Output the lines of the material below exactly as they appear, beginning at the line that contains "Task: write the" and stopping after the line that contains "641L543 640L499 682L455".

Start of STORED DATA

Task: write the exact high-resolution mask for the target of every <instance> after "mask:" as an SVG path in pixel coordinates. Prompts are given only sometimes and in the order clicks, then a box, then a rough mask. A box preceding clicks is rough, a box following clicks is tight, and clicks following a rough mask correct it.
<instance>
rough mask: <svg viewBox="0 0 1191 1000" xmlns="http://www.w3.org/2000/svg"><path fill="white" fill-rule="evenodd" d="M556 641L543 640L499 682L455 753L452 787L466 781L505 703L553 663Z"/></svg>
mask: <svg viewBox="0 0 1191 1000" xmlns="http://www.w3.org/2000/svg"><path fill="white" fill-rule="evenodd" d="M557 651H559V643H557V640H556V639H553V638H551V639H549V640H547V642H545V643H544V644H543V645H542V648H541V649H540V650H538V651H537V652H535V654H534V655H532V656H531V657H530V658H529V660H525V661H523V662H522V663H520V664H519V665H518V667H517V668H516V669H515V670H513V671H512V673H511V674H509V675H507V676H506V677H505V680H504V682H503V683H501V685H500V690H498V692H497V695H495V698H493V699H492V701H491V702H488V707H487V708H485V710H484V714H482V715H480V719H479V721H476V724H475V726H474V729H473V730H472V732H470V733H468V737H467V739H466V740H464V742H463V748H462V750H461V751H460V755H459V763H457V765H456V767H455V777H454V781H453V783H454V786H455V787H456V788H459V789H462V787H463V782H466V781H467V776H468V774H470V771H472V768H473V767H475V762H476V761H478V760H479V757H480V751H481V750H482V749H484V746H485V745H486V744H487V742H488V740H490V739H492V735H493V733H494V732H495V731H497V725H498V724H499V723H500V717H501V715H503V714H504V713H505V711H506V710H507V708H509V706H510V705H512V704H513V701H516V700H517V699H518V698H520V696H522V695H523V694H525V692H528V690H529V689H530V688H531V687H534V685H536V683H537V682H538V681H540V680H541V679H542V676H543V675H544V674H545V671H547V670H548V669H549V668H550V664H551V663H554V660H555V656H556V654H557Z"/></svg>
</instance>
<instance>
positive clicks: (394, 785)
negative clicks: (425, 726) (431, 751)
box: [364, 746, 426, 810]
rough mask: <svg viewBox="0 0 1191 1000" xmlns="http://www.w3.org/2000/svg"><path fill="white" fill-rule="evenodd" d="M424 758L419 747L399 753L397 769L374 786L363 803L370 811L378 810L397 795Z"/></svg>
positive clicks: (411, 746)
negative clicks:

End of STORED DATA
Start of STORED DATA

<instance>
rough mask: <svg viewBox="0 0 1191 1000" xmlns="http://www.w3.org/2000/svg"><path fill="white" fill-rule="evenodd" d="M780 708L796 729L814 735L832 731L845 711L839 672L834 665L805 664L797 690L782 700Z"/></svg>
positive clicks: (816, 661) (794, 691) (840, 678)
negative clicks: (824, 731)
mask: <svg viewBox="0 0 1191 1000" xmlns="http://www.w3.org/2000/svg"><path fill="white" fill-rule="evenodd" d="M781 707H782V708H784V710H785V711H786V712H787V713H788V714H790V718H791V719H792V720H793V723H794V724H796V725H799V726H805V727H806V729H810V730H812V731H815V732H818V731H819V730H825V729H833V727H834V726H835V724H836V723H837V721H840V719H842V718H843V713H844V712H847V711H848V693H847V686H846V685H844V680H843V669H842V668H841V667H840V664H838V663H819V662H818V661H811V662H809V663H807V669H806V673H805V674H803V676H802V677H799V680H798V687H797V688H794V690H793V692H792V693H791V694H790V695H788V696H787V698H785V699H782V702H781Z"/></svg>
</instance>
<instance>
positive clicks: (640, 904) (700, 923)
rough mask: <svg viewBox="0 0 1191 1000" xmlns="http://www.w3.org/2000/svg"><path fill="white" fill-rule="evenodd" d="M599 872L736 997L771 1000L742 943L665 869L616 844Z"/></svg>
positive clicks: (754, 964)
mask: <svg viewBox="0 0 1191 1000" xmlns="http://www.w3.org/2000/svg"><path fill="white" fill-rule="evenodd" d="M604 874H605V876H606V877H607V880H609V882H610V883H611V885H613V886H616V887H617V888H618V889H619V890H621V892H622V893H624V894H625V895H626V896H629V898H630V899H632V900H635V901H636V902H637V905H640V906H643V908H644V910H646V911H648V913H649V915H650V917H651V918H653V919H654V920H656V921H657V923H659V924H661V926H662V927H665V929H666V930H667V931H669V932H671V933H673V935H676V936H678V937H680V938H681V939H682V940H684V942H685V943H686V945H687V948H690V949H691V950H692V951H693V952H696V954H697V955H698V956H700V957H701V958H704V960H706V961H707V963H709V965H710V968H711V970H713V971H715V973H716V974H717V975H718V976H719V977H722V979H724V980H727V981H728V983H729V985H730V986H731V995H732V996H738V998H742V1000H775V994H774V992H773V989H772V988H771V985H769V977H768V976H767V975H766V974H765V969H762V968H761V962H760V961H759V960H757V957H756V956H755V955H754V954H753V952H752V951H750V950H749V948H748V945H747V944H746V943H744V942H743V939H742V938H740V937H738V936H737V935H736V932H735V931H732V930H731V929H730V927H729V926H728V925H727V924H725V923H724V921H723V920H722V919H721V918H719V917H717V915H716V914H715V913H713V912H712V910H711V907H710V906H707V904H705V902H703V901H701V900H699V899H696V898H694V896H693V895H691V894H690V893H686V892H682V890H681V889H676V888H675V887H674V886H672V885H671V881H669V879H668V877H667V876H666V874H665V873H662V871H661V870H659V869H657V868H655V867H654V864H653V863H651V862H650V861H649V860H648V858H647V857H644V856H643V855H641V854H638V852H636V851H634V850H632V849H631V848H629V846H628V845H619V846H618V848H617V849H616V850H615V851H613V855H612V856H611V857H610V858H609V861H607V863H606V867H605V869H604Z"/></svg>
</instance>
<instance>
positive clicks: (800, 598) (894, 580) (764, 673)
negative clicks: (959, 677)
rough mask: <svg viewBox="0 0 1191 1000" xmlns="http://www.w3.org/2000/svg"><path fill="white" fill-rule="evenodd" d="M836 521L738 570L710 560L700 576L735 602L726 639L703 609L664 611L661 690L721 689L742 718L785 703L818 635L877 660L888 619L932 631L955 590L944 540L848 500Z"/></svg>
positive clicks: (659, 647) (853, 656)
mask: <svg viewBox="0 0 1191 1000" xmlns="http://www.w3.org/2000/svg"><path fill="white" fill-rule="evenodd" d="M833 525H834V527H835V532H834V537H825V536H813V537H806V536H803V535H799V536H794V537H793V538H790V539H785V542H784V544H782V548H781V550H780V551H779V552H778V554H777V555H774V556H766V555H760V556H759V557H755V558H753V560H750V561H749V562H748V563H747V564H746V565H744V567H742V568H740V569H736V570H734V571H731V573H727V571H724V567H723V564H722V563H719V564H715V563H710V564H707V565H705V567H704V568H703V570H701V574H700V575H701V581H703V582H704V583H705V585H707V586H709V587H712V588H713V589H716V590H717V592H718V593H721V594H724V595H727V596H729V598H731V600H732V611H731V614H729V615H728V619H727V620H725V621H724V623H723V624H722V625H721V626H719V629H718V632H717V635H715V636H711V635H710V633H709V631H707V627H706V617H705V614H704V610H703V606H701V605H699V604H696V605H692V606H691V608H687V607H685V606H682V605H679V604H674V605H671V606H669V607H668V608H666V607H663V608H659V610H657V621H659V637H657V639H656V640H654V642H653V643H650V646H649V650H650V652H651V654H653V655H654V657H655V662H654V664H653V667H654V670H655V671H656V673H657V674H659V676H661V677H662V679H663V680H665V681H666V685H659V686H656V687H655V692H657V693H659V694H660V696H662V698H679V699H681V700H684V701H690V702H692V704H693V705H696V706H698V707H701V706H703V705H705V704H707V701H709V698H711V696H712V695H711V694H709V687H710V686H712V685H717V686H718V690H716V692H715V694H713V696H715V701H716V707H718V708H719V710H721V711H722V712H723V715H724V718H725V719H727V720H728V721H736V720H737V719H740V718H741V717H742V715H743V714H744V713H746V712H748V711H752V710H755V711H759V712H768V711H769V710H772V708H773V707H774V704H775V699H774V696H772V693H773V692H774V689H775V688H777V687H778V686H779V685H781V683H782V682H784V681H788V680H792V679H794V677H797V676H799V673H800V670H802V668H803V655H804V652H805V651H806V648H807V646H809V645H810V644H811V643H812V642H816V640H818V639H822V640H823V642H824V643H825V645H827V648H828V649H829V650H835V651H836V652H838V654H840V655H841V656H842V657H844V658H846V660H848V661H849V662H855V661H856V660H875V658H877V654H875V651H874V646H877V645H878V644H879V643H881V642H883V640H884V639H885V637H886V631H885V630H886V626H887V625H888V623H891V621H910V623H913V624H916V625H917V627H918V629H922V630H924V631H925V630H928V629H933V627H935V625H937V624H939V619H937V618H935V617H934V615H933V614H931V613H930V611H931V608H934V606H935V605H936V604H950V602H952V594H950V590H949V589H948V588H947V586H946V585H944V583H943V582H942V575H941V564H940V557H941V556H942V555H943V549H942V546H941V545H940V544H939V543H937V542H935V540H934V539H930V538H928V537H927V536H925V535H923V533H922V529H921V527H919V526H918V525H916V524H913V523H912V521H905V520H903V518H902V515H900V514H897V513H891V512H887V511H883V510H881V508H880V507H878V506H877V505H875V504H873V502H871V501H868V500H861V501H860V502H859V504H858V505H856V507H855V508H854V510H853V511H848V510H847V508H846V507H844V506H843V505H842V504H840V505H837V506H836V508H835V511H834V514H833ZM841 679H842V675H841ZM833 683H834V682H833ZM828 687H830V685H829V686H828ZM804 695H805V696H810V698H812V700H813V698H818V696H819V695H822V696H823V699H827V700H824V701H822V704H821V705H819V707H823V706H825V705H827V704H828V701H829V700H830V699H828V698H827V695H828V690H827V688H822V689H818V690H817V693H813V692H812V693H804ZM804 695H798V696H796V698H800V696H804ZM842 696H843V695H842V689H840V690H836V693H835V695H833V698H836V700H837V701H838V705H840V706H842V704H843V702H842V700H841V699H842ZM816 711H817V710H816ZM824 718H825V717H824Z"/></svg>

End of STORED DATA

(ANSWER)
Task: write the exact high-resolution mask for the target of every <instance> after "mask:" as an SVG path in pixel coordinates. Prompts are given only sometimes and in the order clicks, then a box, then a rough mask. A box preceding clicks is rough, a box following clicks is tight, and clicks following a rough mask correct it.
<instance>
rough mask: <svg viewBox="0 0 1191 1000" xmlns="http://www.w3.org/2000/svg"><path fill="white" fill-rule="evenodd" d="M556 641L543 640L499 682L455 753L452 787L466 781L505 703L553 663Z"/></svg>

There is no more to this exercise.